> _WHAT TO PRODUCE_
Please set down, exactly, the line with "negative clicks: (20, 137) (46, 147)" and all lines that follow it through the end of the records below.

> _INPUT DATA_
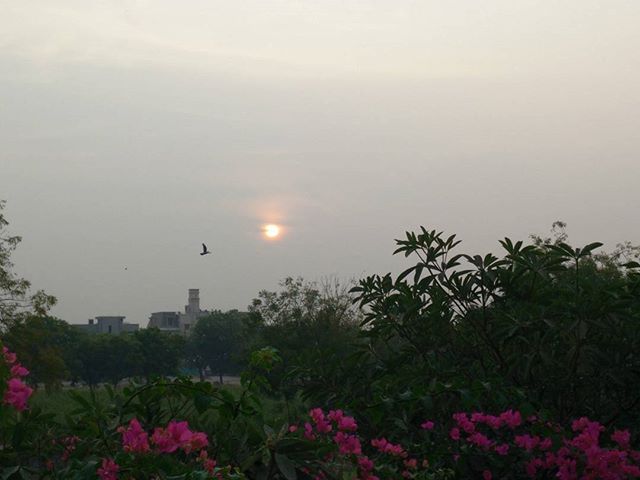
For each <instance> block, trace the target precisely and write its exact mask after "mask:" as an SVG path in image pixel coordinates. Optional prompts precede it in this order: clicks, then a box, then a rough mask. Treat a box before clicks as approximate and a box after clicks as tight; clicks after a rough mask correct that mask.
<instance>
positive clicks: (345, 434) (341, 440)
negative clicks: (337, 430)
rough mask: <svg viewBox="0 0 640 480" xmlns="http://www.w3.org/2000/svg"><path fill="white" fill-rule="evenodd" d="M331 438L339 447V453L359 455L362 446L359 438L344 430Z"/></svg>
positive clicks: (359, 453)
mask: <svg viewBox="0 0 640 480" xmlns="http://www.w3.org/2000/svg"><path fill="white" fill-rule="evenodd" d="M333 440H334V441H335V442H336V443H337V444H338V446H339V447H340V453H341V454H342V455H348V454H350V453H353V454H354V455H361V454H362V448H361V446H360V440H358V437H356V436H355V435H348V434H346V433H344V432H338V433H336V435H335V436H334V437H333Z"/></svg>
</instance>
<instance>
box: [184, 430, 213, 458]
mask: <svg viewBox="0 0 640 480" xmlns="http://www.w3.org/2000/svg"><path fill="white" fill-rule="evenodd" d="M208 445H209V439H208V438H207V434H206V433H204V432H194V433H193V435H191V438H190V439H189V441H188V442H187V444H185V445H183V446H182V449H183V450H184V451H185V452H186V453H189V452H193V451H197V450H202V449H203V448H205V447H207V446H208Z"/></svg>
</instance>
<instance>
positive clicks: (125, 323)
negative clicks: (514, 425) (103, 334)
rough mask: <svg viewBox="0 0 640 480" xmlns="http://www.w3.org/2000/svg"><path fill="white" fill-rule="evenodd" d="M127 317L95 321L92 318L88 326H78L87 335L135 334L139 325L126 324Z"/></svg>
mask: <svg viewBox="0 0 640 480" xmlns="http://www.w3.org/2000/svg"><path fill="white" fill-rule="evenodd" d="M125 318H126V317H121V316H100V317H96V318H95V320H94V319H93V318H90V319H89V320H88V322H87V324H86V325H78V327H79V328H81V329H82V330H84V331H85V332H87V333H108V334H111V335H120V334H121V333H127V332H135V331H136V330H138V328H139V325H138V324H137V323H126V322H125V321H124V319H125Z"/></svg>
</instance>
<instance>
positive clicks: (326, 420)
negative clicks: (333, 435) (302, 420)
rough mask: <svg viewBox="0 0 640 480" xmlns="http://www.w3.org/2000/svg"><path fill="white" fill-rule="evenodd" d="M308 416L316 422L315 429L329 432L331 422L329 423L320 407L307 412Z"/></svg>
mask: <svg viewBox="0 0 640 480" xmlns="http://www.w3.org/2000/svg"><path fill="white" fill-rule="evenodd" d="M309 416H310V417H311V418H312V419H313V421H314V423H315V424H316V430H318V432H320V433H329V432H330V431H331V423H329V422H328V421H327V420H326V418H325V416H324V412H323V411H322V409H321V408H314V409H312V410H311V411H310V412H309Z"/></svg>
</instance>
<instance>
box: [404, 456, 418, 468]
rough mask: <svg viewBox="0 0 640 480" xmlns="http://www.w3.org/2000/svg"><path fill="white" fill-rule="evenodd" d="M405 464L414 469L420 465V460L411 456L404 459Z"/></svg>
mask: <svg viewBox="0 0 640 480" xmlns="http://www.w3.org/2000/svg"><path fill="white" fill-rule="evenodd" d="M404 466H405V467H407V468H410V469H412V470H413V469H415V468H416V467H417V466H418V460H416V459H415V458H409V459H407V460H405V461H404Z"/></svg>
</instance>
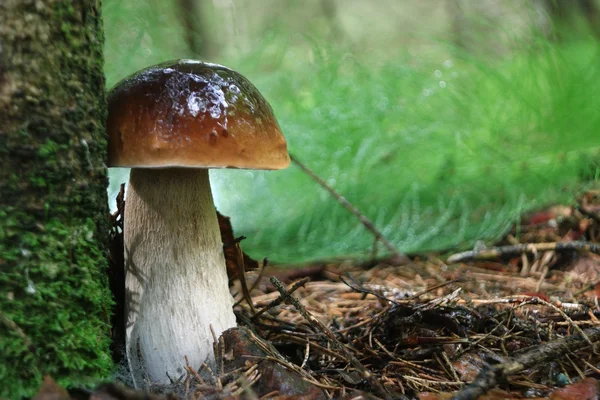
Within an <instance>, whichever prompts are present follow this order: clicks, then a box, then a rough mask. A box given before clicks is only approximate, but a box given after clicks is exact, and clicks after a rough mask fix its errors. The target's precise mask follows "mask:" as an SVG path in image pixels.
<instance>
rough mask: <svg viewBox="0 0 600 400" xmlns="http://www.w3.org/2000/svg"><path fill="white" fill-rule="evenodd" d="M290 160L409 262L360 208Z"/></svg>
mask: <svg viewBox="0 0 600 400" xmlns="http://www.w3.org/2000/svg"><path fill="white" fill-rule="evenodd" d="M290 158H291V160H292V162H293V163H294V164H296V165H297V166H298V167H300V169H301V170H302V171H303V172H304V173H306V174H307V175H308V176H310V177H311V178H312V179H313V180H314V181H315V182H317V183H318V184H319V185H321V187H323V189H325V190H327V191H328V192H329V194H331V195H332V196H333V197H334V198H335V199H336V200H337V201H338V203H340V204H341V205H343V206H344V207H345V208H346V209H347V210H348V211H350V212H351V213H352V214H354V216H355V217H356V218H357V219H358V220H359V221H360V222H361V223H362V224H363V225H364V227H365V228H367V229H368V230H369V231H371V233H373V235H374V236H375V239H376V240H378V241H380V242H381V243H382V244H383V245H384V246H385V247H386V248H387V249H388V250H389V251H390V252H391V253H392V254H393V255H394V256H396V257H398V258H399V259H403V260H408V258H407V257H406V255H404V254H402V253H401V252H400V251H399V250H398V249H397V248H396V246H394V245H393V244H392V242H390V241H389V240H388V239H386V237H385V236H384V235H383V233H381V231H380V230H379V229H377V228H376V227H375V224H373V222H371V220H370V219H368V218H367V217H365V215H364V214H362V213H361V212H360V210H359V209H358V208H356V207H355V206H354V205H353V204H352V203H350V202H349V201H348V200H346V198H345V197H344V196H342V195H341V194H339V193H338V192H336V191H335V189H334V188H332V187H331V186H329V185H328V184H327V182H325V181H324V180H323V179H322V178H321V177H320V176H318V175H317V174H315V173H314V172H313V171H312V170H311V169H309V168H308V167H307V166H306V165H304V164H303V163H302V162H300V160H298V158H296V156H294V155H292V154H290Z"/></svg>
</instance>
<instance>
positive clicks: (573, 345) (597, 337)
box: [452, 328, 600, 400]
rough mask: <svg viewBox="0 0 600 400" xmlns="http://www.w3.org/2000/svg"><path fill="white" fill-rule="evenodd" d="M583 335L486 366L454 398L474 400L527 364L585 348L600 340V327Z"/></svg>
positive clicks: (487, 391) (567, 353) (536, 361)
mask: <svg viewBox="0 0 600 400" xmlns="http://www.w3.org/2000/svg"><path fill="white" fill-rule="evenodd" d="M584 335H585V336H582V335H577V336H575V335H572V336H567V337H565V338H562V339H559V340H554V341H552V342H548V343H546V344H544V345H541V346H537V347H536V348H535V349H533V350H530V351H528V352H526V353H523V354H521V355H519V356H517V357H514V358H513V359H512V360H509V361H507V362H504V363H501V364H497V365H493V366H486V367H485V368H484V369H482V370H481V372H480V373H479V375H477V377H476V378H475V379H474V380H473V382H471V383H470V384H469V385H467V386H466V387H465V388H463V389H462V390H461V391H460V392H458V393H457V394H455V395H454V396H453V397H452V400H475V399H478V398H479V397H480V396H482V395H484V394H485V393H487V392H488V391H490V390H491V389H493V388H494V387H495V386H496V385H498V383H500V382H501V381H503V380H504V379H506V377H508V376H510V375H515V374H518V373H520V372H522V371H524V370H525V369H527V368H530V367H532V366H535V365H540V364H543V363H546V362H548V361H550V360H560V359H561V358H562V357H564V356H565V355H566V354H568V353H570V352H574V351H577V350H581V349H584V348H586V347H588V346H589V343H590V342H592V343H594V342H597V341H599V340H600V328H590V329H587V330H585V331H584Z"/></svg>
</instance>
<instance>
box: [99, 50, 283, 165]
mask: <svg viewBox="0 0 600 400" xmlns="http://www.w3.org/2000/svg"><path fill="white" fill-rule="evenodd" d="M107 131H108V142H109V143H108V164H109V166H111V167H135V168H166V167H200V168H250V169H281V168H285V167H287V166H288V165H289V163H290V158H289V155H288V152H287V144H286V141H285V138H284V137H283V135H282V133H281V129H280V128H279V125H278V123H277V120H276V119H275V116H274V115H273V110H272V109H271V106H270V105H269V103H267V101H266V100H265V98H264V97H263V96H262V95H261V94H260V92H259V91H258V89H256V87H255V86H254V85H252V83H250V81H248V80H247V79H246V78H244V77H243V76H242V75H240V74H239V73H237V72H235V71H233V70H231V69H229V68H227V67H224V66H222V65H217V64H210V63H204V62H200V61H194V60H176V61H169V62H165V63H162V64H158V65H155V66H152V67H149V68H146V69H143V70H141V71H138V72H136V73H134V74H133V75H131V76H129V77H128V78H125V79H124V80H122V81H121V82H119V83H118V84H117V85H116V86H115V87H114V88H113V89H112V90H111V91H110V93H109V95H108V121H107Z"/></svg>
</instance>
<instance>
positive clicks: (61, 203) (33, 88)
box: [0, 0, 112, 399]
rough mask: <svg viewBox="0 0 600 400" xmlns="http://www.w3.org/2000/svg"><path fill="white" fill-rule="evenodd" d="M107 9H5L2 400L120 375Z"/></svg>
mask: <svg viewBox="0 0 600 400" xmlns="http://www.w3.org/2000/svg"><path fill="white" fill-rule="evenodd" d="M100 8H101V4H100V1H99V0H79V1H70V0H0V156H1V157H0V382H1V383H0V397H7V398H11V399H12V398H19V397H21V396H28V395H31V394H32V393H33V392H34V391H35V388H37V387H38V386H39V384H40V382H41V379H42V376H43V375H45V374H48V375H51V376H52V377H53V378H54V379H55V380H57V381H58V382H59V383H60V384H62V385H70V384H75V383H76V384H78V385H79V384H87V383H91V382H93V381H95V380H97V379H98V378H100V377H102V376H106V374H107V373H108V372H109V371H110V369H111V367H112V362H111V359H110V356H109V352H108V346H109V337H110V326H109V324H108V321H109V314H110V306H111V297H110V293H109V291H108V289H107V287H108V286H107V282H106V281H107V279H106V276H105V268H106V264H107V262H106V250H105V249H106V243H105V242H106V239H107V222H106V221H107V206H106V185H107V175H106V166H105V148H106V142H105V133H104V121H105V97H104V76H103V72H102V67H103V65H102V63H103V58H102V46H103V32H102V20H101V15H100Z"/></svg>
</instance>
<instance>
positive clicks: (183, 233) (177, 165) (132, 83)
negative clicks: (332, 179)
mask: <svg viewBox="0 0 600 400" xmlns="http://www.w3.org/2000/svg"><path fill="white" fill-rule="evenodd" d="M107 130H108V137H109V146H108V158H109V166H111V167H130V168H132V169H131V175H130V179H129V185H128V188H127V202H126V205H125V226H124V245H125V260H126V263H125V264H126V265H125V286H126V293H127V296H126V304H125V309H126V310H125V312H126V315H127V317H126V324H127V325H126V352H127V358H128V361H129V365H130V369H131V371H132V376H133V380H134V385H135V386H136V387H140V386H142V385H143V384H144V381H145V380H147V379H149V380H150V381H153V382H161V383H168V381H169V377H177V376H179V375H180V374H181V373H183V372H184V369H183V365H184V363H185V361H184V356H187V358H188V359H189V362H190V365H192V366H193V367H199V366H200V365H201V364H202V363H203V362H204V361H207V362H208V363H209V365H210V364H211V363H213V362H214V353H213V334H212V332H211V329H212V330H213V331H214V333H215V334H216V335H217V337H218V336H220V335H221V332H223V331H225V330H226V329H229V328H232V327H235V326H236V320H235V315H234V313H233V309H232V306H233V299H232V297H231V294H230V292H229V286H228V279H227V272H226V266H225V259H224V255H223V244H222V242H221V236H220V231H219V225H218V222H217V215H216V210H215V206H214V203H213V198H212V194H211V189H210V182H209V176H208V168H248V169H281V168H285V167H287V166H288V165H289V163H290V158H289V155H288V152H287V144H286V141H285V138H284V137H283V135H282V134H281V131H280V128H279V125H278V124H277V121H276V119H275V117H274V115H273V111H272V109H271V107H270V106H269V104H268V103H267V101H266V100H265V99H264V97H263V96H262V95H261V94H260V92H259V91H258V90H257V89H256V88H255V87H254V86H253V85H252V84H251V83H250V82H249V81H248V80H247V79H246V78H244V77H243V76H242V75H240V74H239V73H237V72H235V71H233V70H231V69H229V68H226V67H224V66H221V65H217V64H209V63H203V62H199V61H193V60H178V61H172V62H166V63H163V64H159V65H156V66H152V67H149V68H147V69H144V70H142V71H139V72H136V73H135V74H133V75H131V76H130V77H128V78H126V79H124V80H123V81H121V82H119V83H118V84H117V85H116V86H115V87H114V88H113V89H112V90H111V92H110V93H109V96H108V121H107Z"/></svg>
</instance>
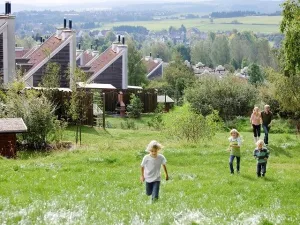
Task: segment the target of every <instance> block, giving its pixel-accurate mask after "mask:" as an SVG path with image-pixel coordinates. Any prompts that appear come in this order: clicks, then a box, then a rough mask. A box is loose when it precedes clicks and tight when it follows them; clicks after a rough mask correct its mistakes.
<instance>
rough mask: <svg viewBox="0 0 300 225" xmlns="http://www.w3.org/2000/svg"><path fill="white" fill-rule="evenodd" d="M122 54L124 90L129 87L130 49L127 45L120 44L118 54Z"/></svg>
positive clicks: (122, 78)
mask: <svg viewBox="0 0 300 225" xmlns="http://www.w3.org/2000/svg"><path fill="white" fill-rule="evenodd" d="M120 52H122V89H127V87H128V47H127V45H125V44H124V45H123V44H121V45H120V44H119V45H118V46H117V53H120Z"/></svg>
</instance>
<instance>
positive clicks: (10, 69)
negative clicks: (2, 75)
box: [0, 2, 16, 84]
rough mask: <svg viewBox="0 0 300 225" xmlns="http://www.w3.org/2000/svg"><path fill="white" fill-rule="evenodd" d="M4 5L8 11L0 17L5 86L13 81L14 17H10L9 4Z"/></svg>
mask: <svg viewBox="0 0 300 225" xmlns="http://www.w3.org/2000/svg"><path fill="white" fill-rule="evenodd" d="M6 4H9V6H8V5H5V7H8V8H6V9H7V10H8V12H6V14H5V15H0V27H3V28H2V31H1V34H2V35H3V54H2V55H3V68H2V69H3V83H4V84H7V83H9V82H12V81H13V80H14V79H15V66H16V55H15V16H13V15H11V14H10V13H11V5H10V3H8V2H7V3H6Z"/></svg>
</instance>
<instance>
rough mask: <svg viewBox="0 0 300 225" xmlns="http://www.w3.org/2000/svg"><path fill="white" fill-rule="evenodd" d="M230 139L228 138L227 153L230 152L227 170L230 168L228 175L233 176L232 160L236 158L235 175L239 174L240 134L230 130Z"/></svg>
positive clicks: (240, 158) (240, 157)
mask: <svg viewBox="0 0 300 225" xmlns="http://www.w3.org/2000/svg"><path fill="white" fill-rule="evenodd" d="M230 135H231V137H230V138H228V140H229V142H230V146H229V151H230V157H229V168H230V173H231V174H234V169H233V160H234V158H236V170H237V173H238V174H239V173H240V160H241V152H240V147H241V138H240V134H239V132H238V131H237V130H236V129H232V130H231V131H230Z"/></svg>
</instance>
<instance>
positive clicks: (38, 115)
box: [4, 82, 55, 149]
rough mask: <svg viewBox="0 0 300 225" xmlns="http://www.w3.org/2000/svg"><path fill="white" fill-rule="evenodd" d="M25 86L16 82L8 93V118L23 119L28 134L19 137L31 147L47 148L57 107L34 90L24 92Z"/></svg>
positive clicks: (6, 102)
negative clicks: (20, 137) (46, 147)
mask: <svg viewBox="0 0 300 225" xmlns="http://www.w3.org/2000/svg"><path fill="white" fill-rule="evenodd" d="M23 89H24V84H22V83H21V82H14V83H12V84H11V86H10V87H9V90H8V91H7V98H6V104H5V109H4V110H5V114H6V117H11V118H17V117H18V118H23V120H24V122H25V124H26V126H27V132H26V133H23V134H22V135H19V136H18V138H20V137H21V140H22V141H23V142H25V143H26V144H27V145H29V146H30V147H33V148H35V149H40V148H43V147H46V144H47V138H48V136H49V134H50V132H51V131H53V130H54V120H55V117H54V111H55V106H54V105H53V104H52V103H51V102H50V101H49V100H48V99H47V98H46V97H45V96H44V95H43V94H41V93H39V92H36V91H34V90H28V91H23Z"/></svg>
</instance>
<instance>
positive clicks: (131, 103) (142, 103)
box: [127, 94, 143, 118]
mask: <svg viewBox="0 0 300 225" xmlns="http://www.w3.org/2000/svg"><path fill="white" fill-rule="evenodd" d="M142 112H143V103H142V101H141V99H140V98H139V97H138V96H136V95H135V94H131V96H130V104H129V105H128V106H127V114H128V116H129V117H131V118H140V117H141V114H142Z"/></svg>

> _TASK RESPONSE_
negative clicks: (20, 137) (46, 147)
mask: <svg viewBox="0 0 300 225" xmlns="http://www.w3.org/2000/svg"><path fill="white" fill-rule="evenodd" d="M23 89H24V84H22V83H21V82H14V83H12V84H11V86H10V87H9V90H8V91H7V98H6V104H5V109H4V110H5V114H6V117H11V118H17V117H18V118H23V120H24V122H25V124H26V126H27V132H26V133H23V134H22V135H19V136H18V138H20V137H21V140H22V141H23V142H25V143H26V144H27V145H29V146H30V147H33V148H35V149H40V148H43V147H46V144H47V138H48V136H49V134H50V132H51V131H53V130H54V120H55V117H54V111H55V106H54V105H53V104H52V103H51V102H50V101H49V100H48V99H47V98H46V97H45V96H44V95H43V94H41V93H39V92H36V91H34V90H28V91H23Z"/></svg>
</instance>
<instance>
positive clicks: (131, 103) (142, 103)
box: [127, 94, 143, 118]
mask: <svg viewBox="0 0 300 225" xmlns="http://www.w3.org/2000/svg"><path fill="white" fill-rule="evenodd" d="M142 112H143V103H142V101H141V99H140V98H139V97H138V96H136V95H135V94H131V96H130V104H129V105H128V106H127V114H128V116H129V117H131V118H140V117H141V114H142Z"/></svg>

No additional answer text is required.